[Opening Exercise data section]
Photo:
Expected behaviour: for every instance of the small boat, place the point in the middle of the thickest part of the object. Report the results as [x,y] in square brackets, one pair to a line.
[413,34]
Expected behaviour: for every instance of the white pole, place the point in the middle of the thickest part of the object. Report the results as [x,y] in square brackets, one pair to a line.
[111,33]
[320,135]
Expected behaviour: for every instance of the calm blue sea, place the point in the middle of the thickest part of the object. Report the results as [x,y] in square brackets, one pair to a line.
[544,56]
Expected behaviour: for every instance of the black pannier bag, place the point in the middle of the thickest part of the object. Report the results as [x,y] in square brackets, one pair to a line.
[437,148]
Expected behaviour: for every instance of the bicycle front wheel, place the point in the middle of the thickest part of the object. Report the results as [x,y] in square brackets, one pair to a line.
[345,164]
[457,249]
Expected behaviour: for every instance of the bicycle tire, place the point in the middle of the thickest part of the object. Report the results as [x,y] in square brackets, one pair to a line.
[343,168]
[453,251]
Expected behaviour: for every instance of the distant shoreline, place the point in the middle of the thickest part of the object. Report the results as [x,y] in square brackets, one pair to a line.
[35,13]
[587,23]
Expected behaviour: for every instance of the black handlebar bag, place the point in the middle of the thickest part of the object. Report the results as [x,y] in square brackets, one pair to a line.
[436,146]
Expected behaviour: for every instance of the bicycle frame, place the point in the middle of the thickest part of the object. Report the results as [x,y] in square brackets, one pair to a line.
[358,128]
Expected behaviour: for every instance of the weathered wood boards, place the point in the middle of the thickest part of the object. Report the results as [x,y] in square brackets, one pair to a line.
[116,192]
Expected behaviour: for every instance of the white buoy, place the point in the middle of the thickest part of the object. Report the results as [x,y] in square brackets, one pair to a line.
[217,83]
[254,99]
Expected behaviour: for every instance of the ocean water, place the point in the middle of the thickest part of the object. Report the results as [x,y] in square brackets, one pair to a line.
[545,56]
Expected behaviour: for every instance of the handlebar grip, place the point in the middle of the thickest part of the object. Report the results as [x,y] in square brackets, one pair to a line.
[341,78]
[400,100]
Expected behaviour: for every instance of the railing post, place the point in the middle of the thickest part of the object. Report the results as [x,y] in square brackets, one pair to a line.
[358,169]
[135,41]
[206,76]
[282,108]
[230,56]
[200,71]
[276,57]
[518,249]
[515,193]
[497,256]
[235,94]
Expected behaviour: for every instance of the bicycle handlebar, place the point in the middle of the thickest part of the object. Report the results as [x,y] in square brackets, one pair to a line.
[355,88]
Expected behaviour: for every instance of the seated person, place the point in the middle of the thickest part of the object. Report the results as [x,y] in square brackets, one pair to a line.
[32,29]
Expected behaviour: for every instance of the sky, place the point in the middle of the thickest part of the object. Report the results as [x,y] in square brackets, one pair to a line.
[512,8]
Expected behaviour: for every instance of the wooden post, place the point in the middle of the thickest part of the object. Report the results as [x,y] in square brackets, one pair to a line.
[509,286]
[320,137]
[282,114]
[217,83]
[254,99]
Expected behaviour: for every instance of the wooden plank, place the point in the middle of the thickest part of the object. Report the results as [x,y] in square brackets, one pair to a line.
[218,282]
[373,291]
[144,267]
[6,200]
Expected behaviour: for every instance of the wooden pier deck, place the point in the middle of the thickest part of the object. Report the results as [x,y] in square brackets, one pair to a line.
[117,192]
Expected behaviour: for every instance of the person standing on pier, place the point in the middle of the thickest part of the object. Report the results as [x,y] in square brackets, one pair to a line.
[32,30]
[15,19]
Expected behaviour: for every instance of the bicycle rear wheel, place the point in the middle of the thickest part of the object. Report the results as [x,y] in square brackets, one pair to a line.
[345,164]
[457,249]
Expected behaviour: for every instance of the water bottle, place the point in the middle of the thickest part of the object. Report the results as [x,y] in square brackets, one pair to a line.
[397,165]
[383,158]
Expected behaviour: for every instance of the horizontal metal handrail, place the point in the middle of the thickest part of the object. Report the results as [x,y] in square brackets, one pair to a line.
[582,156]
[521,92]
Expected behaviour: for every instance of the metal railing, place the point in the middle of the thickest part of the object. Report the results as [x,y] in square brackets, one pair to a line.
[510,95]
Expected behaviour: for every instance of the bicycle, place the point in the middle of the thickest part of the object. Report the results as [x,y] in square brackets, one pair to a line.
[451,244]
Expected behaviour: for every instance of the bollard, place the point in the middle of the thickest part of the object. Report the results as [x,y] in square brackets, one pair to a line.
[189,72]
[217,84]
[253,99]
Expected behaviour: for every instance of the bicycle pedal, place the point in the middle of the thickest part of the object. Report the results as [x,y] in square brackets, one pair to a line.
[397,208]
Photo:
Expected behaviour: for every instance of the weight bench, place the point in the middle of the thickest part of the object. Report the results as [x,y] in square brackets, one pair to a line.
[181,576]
[Closing Exercise data section]
Brief: Transcribe the listing in full, keeping every line exact.

Solution:
Photo:
Expected behaviour: for every instance of the small boat, place the point in the middle of the thickest part of the object. Report the results as [x,y] in square brackets, one pair to a line.
[413,34]
Expected behaviour: for every instance of the white pole, place the point in the middle of the thickest part of the object. Report the results as [x,y] in square brackets, one pair to a line.
[111,33]
[320,135]
Expected behaviour: for every instance of the calm blue sea, place the point in the middle of the thickest part of the object. Report the results as [x,y] in square brackets, one pair to a line.
[544,56]
Expected behaviour: for every instance of the black pannier bag, place the point in the middle of the thickest part of the object. Report the results as [x,y] in square brackets, one pair to a line.
[437,148]
Expected behaviour: for every instance of the bicycle front wheel, place the point in the middle of the thickest part of the object. Report the results as [x,y] in square brackets, one pair to a line.
[345,164]
[457,249]
Expected behaviour: for every instance of the bicycle tire, place the point in the middle of the thickest part of the object. Report the results as [x,y] in square brackets, one pair to a line.
[343,168]
[453,251]
Expected behaviour: for every instance of the distant shoreline, place the point in the middle of the thickest part of the object. Report the results as [x,y] in square brackets, one pair to a line.
[35,13]
[587,23]
Expected behaviour: for every instance of the black handlebar bag, place the point in the middle of the thickest part of the object. Report the results as [x,y] in square brackets, one pair to a line.
[436,146]
Expected behaviour: for every instance of the bicycle frame, place the point in the middle of the thickest part of the object. Report the results as [x,y] in square brackets, one pair to a line.
[358,128]
Expected behaviour: for every instance of the weathered wood boards, place the point in the middle of the thickest part of the object. Report the results as [x,y] in square brackets, one pair to a line.
[116,192]
Expected behaviour: for every instance of the white buoy, place the point in the middle of the thickest part of the object. Report the results as [x,y] in square brackets, one pair to a line.
[217,83]
[254,99]
Expected behaviour: for every instance of the ocean water, place the point in the middle of the thickest part of the object. Report the results as [x,y] in square brackets, one pair to a line.
[545,56]
Expected behaviour: for every instance of the handlebar grip, place the point in the middle of the thickest part of the object. Report the results as [x,y] in square brackets, one pair to a line.
[341,78]
[400,100]
Expected behaviour: for every instance of the railing post, place the point in the middle of the thickest part of the object. Report the results as [x,y] in square brackets, one pair to a line.
[358,169]
[135,41]
[206,76]
[282,108]
[230,56]
[200,71]
[276,57]
[518,249]
[515,193]
[497,256]
[235,94]
Expected behaviour: for every instance of the bicycle handlebar, place the point in the middle of the thickest part of the object. Report the results as [x,y] in square brackets, one pair to a line.
[355,88]
Expected behaviour: for every instance of the seated person, place the point in the middle of the thickest part of the object. Report the results as [x,y] in square brackets, one pair to a line.
[32,29]
Expected behaviour: for every instance of the sky, place the point in the middle of the thickest part of the object. Report the results as [x,y] in square brackets, one pair to a line.
[512,8]
Expected behaviour: for every instance of the wooden post, place the point in the middle of the thickest part of the object. Report the results as [x,y] in square brackets, one pair to a line.
[509,286]
[320,137]
[282,114]
[217,83]
[254,99]
Expected behaviour: for every instance of the wooden plank, place the point in the middle of the thickest part of the object. Report the results as [x,y] in square brackets, one pair to a line.
[218,282]
[373,291]
[144,267]
[6,200]
Expected behaviour: for every instance of the wooden pier deck, place the point in the middle of the thickest part of the object. Report the results as [x,y] in square brackets, one pair to a line.
[117,192]
Expected behaviour: for every instance of the person standing on pier, place the point in the middle of the thickest part of the object. Report the results as [x,y] in square brackets, one pair to a line.
[32,30]
[15,19]
Expected behaviour: for every instance of the bicycle rear wheel, place the point in the middle of the thickest part of the object. Report the results as [x,y] in square brackets, one pair to a line.
[345,164]
[457,249]
Expected behaviour: for every instance of the water bottle, place the point in the middle of the thickest part of the object. Report the results as [x,y] in square brackets, one pair to a line.
[397,165]
[383,158]
Expected behaviour: for every instance of the horizontal metal handrail, place the point in the middle of the thickest part of the object. Report the results as [x,y] in square brackets, one pair to a line.
[582,156]
[521,92]
Expected behaviour: for every instance of the metal railing, place the point in the middle of the thickest part of the object. Report the results as [x,y] in square brackets, one pair to a line.
[510,95]
Expected behaviour: for every instance of the bicycle, place the point in the middle of the thickest part of the object. Report the results as [x,y] in square brackets, one pair to a line.
[451,244]
Expected behaviour: for every instance of the bollard, place the point in the middle of the thickest part of the object. Report the results as [x,y] in square brackets, one pair to a line.
[189,72]
[217,84]
[253,99]
Expected behaviour: for every instance of the bicycle pedal, place the point in the middle of the thickest part of the object. Report the results as [x,y] in square brackets, one pair to a line.
[397,208]
Photo:
Expected behaviour: for every instance of the weight bench, place the point in the middle of the thickest part of the object. Report the results as [x,y] in square brackets, one pair to a line.
[181,576]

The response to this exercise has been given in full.